▶ [WORK REQUIRED] Please render every line of the entries below as a Markdown table. Use a Row column for the line number and a Line column for the text, and leave out any blank lines.

▶ [RECORDS SUPPLIED]
*****

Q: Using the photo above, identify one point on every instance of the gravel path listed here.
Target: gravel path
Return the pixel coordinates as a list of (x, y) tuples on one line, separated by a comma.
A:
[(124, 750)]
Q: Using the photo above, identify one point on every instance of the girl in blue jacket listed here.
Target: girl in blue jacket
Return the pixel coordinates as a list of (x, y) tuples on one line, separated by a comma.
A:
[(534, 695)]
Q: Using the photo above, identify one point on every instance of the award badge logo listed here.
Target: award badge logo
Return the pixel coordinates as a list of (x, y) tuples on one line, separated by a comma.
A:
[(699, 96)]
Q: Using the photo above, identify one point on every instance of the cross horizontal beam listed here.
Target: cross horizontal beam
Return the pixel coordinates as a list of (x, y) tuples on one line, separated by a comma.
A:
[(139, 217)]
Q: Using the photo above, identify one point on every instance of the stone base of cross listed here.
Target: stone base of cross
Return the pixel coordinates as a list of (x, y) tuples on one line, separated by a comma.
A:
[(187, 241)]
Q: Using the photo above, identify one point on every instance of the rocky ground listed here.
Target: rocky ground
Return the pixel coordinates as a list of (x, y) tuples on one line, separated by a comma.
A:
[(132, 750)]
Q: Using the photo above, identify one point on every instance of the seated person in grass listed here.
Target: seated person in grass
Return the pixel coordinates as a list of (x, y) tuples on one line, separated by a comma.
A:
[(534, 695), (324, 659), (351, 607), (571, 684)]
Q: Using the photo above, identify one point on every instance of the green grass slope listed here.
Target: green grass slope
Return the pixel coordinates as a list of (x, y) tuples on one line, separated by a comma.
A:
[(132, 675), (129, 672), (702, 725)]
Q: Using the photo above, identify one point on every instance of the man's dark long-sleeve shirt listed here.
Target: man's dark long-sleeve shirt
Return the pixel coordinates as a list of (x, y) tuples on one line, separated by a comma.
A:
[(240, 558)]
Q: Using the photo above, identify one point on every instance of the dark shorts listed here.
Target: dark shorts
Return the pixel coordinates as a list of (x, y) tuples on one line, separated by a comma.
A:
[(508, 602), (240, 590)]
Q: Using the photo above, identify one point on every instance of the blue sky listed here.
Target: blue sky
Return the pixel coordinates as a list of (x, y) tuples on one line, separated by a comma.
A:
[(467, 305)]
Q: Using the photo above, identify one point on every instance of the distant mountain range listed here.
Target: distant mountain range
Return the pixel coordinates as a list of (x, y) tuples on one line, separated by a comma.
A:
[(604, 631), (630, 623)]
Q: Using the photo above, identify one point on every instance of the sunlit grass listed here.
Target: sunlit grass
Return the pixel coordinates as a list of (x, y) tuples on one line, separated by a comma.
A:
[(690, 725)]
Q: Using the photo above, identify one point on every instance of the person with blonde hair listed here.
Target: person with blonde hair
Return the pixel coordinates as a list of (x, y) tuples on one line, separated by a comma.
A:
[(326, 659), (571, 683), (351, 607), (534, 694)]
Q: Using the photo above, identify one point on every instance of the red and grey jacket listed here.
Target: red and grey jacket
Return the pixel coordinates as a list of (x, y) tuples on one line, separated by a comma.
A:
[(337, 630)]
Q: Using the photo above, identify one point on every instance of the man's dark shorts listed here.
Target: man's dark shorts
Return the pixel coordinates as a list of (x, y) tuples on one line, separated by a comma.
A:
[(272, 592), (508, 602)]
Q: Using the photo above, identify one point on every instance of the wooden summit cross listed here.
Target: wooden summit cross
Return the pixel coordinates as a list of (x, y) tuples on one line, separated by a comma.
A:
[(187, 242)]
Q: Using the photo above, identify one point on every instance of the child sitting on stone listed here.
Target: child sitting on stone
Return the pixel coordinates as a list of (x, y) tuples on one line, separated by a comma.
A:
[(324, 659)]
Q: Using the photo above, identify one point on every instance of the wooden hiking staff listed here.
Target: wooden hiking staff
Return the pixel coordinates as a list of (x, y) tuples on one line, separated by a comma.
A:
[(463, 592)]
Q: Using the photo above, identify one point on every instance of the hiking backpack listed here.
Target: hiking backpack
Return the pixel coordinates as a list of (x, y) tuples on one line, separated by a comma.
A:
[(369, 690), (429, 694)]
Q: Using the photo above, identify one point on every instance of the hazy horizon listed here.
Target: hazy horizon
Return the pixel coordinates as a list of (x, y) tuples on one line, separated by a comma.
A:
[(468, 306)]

*****

▶ [WRITTEN SOLUTION]
| Row | Line |
|---|---|
| 1 | Q: Using the photo above, identify one point on every instance of the gravel path listed here. |
| 2 | Target: gravel path |
| 3 | Return the pixel coordinates as a list of (x, y) tuples on one line, separated by a comma. |
| 4 | A: |
| 5 | [(124, 750)] |
| 6 | Q: Using the photo above, identify one point on every instance of the girl in blue jacket listed here. |
| 7 | Target: girl in blue jacket |
| 8 | Return the pixel coordinates as a list of (x, y) tuples on one line, separated by a comma. |
| 9 | A: |
| 10 | [(534, 695)] |
| 11 | Q: Using the photo above, identify one point on every instance of the award badge logo listed here. |
| 12 | Target: award badge logo |
| 13 | Return the pixel coordinates as a list of (x, y) tuples on one line, separated by a comma. |
| 14 | A: |
| 15 | [(699, 96)] |
| 16 | Q: Using the photo above, identify one point on every instance of the cross horizontal beam listed here. |
| 17 | Target: cross horizontal beam |
| 18 | Return the pixel coordinates as a list of (x, y) tuples on one line, separated by a comma. |
| 19 | A: |
| 20 | [(139, 217)] |
| 21 | Q: Using the photo above, identify one point on every instance of the stone base of cross listed here. |
| 22 | Target: stone base of cross |
| 23 | Return the pixel coordinates as a list of (x, y) tuples on one line, separated by a comma. |
| 24 | A: |
| 25 | [(187, 241)] |
| 26 | Q: Using the photo above, identify one point on every instance of the rocky ground listed here. |
| 27 | Target: rocky ground |
| 28 | Return the pixel coordinates as a list of (x, y) tuples on one line, separated by a comma. |
| 29 | A: |
| 30 | [(132, 750)] |
| 31 | Q: Using the photo above, identify one point on every instance of the seated person in grass listed here. |
| 32 | Target: seated person in grass |
| 33 | Return the pixel coordinates as a list of (x, y) tuples on one line, separated by a comma. |
| 34 | A: |
| 35 | [(534, 695), (324, 659), (351, 607), (571, 684)] |
| 36 | Q: Using the photo above, identify one point on every instance of the green grass slope listed here. |
| 37 | Target: green grass slope |
| 38 | Return the pixel coordinates as a list of (x, y) tuples on one line, separated by a comma. |
| 39 | A: |
| 40 | [(132, 675), (129, 672), (702, 725)] |
| 41 | Q: Using the photo above, identify one point on every instance of the man's dark long-sleeve shirt listed here. |
| 42 | Target: man's dark long-sleeve shirt |
| 43 | Return the pixel coordinates as a list of (x, y) tuples on one line, separated by a comma. |
| 44 | A: |
| 45 | [(240, 558)] |
| 46 | Q: Using the photo above, identify one point on every instance of the dark shorts listed here. |
| 47 | Target: dark shorts |
| 48 | Return the pixel coordinates as a list of (x, y) tuples on one line, separated by a comma. |
| 49 | A: |
| 50 | [(508, 602), (240, 590)] |
| 51 | Q: Using the photo above, identify one point on every instance of the blue sky listed here. |
| 52 | Target: blue sky |
| 53 | Return the pixel coordinates as a list of (x, y) tuples on one line, separated by a comma. |
| 54 | A: |
| 55 | [(467, 305)] |
| 56 | Q: Using the photo above, identify one point on every instance of the distant mountain range listed here. |
| 57 | Target: distant mountain range |
| 58 | Return the pixel coordinates as a list of (x, y) tuples on one line, separated by a comma. |
| 59 | A: |
| 60 | [(604, 631), (630, 623)] |
| 61 | Q: Using the photo above, identify one point on every instance of the sunlit grass listed here. |
| 62 | Target: sunlit grass |
| 63 | Return the pixel coordinates as a list of (x, y) tuples on one line, separated by a comma. |
| 64 | A: |
| 65 | [(690, 725)] |
| 66 | Q: Using the photo above, identify one point on every instance of the person with blonde hair listed here. |
| 67 | Target: person with blonde hair |
| 68 | Return the pixel coordinates as a list of (x, y) tuples on one line, separated by a comma. |
| 69 | A: |
| 70 | [(326, 659), (571, 683), (351, 607), (534, 694)] |
| 71 | Q: Using the photo above, identify one point on every instance of the red and grey jacket listed here. |
| 72 | Target: red and grey jacket |
| 73 | Return the pixel coordinates as a list of (x, y) tuples on one line, separated by a comma. |
| 74 | A: |
| 75 | [(337, 630)] |
| 76 | Q: Using the photo above, identify one point on every instance of the man's dark shorts listed here. |
| 77 | Target: man's dark shorts |
| 78 | Return the pixel coordinates as a list of (x, y) tuples on one line, separated by a comma. |
| 79 | A: |
| 80 | [(272, 592), (508, 602)] |
| 81 | Q: Using the photo above, identify one point on every instance of the wooden summit cross listed here. |
| 82 | Target: wooden summit cross |
| 83 | Return the pixel coordinates as a list of (x, y) tuples on one line, separated by a comma. |
| 84 | A: |
| 85 | [(187, 242)] |
| 86 | Q: Using the photo above, identify one point on every instance of the child sitting on stone listed here. |
| 87 | Target: child sitting on stone |
| 88 | Return the pixel coordinates as a list of (x, y) tuples on one line, separated by a comma. |
| 89 | A: |
| 90 | [(324, 659)] |
| 91 | Q: Using the photo above, identify one point on every instance of the wooden hiking staff listed here. |
| 92 | Target: wooden hiking staff |
| 93 | Return the pixel coordinates as a list of (x, y) tuples on one line, separated by a comma. |
| 94 | A: |
| 95 | [(463, 592)] |
| 96 | Q: Using the photo above, identify one point on every instance of the hiking backpack listed here. |
| 97 | Target: hiking backpack |
| 98 | Return the pixel coordinates as a list of (x, y) tuples on one line, separated by a comma. |
| 99 | A: |
| 100 | [(369, 690), (429, 694)] |
| 101 | Q: Using the photo above, identify one point on every instance of the hazy horizon listed here. |
| 102 | Target: hazy horizon |
| 103 | Return the pixel coordinates as a list of (x, y) tuples on one line, separated by a comma. |
| 104 | A: |
| 105 | [(468, 306)] |